Excerpted records →
|---|

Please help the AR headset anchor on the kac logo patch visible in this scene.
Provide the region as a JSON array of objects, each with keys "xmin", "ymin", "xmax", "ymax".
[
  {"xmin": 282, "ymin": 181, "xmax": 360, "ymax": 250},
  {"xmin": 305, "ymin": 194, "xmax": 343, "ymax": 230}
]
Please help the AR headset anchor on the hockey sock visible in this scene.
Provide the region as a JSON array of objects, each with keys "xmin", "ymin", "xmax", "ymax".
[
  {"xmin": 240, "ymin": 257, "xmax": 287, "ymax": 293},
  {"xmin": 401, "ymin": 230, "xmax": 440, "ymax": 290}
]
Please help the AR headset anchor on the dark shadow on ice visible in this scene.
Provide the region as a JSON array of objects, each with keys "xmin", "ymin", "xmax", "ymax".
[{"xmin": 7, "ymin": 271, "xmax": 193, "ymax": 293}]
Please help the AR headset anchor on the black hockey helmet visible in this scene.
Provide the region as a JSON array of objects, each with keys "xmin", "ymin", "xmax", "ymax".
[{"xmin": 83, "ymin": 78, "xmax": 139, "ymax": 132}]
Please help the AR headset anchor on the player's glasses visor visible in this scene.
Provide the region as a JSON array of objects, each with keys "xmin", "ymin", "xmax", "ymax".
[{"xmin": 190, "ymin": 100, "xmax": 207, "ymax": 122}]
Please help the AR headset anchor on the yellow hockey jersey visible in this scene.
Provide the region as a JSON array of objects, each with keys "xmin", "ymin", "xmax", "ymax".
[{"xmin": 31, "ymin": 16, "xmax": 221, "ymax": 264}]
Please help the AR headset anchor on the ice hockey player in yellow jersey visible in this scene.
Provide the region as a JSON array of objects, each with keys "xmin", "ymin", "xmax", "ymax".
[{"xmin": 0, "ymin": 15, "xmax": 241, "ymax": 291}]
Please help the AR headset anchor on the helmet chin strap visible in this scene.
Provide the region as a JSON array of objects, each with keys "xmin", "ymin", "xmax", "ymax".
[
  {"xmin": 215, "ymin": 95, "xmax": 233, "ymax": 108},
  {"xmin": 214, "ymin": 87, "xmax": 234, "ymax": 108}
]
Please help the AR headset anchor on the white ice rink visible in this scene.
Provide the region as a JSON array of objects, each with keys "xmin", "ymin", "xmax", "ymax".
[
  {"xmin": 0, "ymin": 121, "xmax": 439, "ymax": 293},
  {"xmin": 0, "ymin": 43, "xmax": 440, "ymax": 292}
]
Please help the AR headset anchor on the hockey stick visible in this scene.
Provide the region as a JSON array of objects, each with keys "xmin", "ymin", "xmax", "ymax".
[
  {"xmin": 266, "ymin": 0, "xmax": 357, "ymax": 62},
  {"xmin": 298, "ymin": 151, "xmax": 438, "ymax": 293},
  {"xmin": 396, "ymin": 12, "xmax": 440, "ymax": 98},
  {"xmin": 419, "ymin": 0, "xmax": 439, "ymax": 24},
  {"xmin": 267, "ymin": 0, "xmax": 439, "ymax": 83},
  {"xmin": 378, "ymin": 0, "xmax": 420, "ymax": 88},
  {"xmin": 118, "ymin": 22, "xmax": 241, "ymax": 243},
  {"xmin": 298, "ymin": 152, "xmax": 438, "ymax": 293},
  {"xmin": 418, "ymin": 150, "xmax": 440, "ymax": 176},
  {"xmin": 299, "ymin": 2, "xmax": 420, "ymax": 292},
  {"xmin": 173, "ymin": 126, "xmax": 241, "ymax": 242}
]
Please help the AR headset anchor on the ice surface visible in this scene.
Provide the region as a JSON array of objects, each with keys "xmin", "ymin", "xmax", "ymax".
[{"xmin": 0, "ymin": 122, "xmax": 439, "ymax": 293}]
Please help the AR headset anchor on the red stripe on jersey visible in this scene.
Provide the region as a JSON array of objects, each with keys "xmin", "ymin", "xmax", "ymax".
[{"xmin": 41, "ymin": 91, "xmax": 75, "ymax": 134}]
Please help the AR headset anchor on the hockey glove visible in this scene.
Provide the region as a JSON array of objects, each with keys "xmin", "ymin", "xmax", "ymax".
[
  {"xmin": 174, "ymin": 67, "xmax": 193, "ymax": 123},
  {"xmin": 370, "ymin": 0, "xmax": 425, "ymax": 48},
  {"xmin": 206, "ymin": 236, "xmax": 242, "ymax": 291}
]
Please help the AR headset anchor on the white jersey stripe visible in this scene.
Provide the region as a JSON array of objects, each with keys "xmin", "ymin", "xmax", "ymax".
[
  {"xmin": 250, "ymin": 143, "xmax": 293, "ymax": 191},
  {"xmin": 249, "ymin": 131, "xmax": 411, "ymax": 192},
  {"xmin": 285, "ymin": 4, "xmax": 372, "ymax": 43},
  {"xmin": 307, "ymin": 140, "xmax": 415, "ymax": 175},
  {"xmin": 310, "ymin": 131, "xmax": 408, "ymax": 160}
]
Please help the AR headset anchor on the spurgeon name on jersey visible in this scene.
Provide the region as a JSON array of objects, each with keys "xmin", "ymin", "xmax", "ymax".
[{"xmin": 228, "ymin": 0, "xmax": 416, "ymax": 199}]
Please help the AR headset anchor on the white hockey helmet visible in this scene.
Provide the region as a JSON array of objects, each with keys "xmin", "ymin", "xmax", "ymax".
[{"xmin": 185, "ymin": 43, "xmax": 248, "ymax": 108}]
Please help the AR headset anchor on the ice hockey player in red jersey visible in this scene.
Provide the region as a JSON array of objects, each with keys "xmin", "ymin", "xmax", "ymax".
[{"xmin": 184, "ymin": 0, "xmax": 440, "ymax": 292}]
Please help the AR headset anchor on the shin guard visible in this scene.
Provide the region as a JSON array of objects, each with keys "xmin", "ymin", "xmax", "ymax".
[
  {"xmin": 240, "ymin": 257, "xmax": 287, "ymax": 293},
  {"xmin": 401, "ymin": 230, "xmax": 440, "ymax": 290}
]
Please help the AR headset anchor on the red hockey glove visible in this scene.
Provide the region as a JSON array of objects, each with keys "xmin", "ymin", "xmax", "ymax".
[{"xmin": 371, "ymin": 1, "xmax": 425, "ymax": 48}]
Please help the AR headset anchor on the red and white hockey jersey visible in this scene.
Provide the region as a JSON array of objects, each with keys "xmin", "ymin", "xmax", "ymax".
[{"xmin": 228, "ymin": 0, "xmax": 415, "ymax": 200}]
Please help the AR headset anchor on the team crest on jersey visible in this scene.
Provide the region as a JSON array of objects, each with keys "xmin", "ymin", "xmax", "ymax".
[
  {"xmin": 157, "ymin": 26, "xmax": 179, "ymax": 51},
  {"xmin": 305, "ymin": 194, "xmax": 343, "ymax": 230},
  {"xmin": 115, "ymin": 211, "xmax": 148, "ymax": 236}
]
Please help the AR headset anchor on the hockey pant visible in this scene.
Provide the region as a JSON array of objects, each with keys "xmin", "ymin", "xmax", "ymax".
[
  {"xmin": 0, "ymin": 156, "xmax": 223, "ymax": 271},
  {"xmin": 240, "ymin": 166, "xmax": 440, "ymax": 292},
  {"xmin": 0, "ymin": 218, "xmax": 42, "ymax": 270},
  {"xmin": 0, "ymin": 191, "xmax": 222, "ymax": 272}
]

|---|

Across the whole listing above, find every line with the string "glove" and copy it.

Please help the AR headset anchor on the hockey glove visible in this scene.
Please help the AR headset anchor on the red hockey glove visible in this scene.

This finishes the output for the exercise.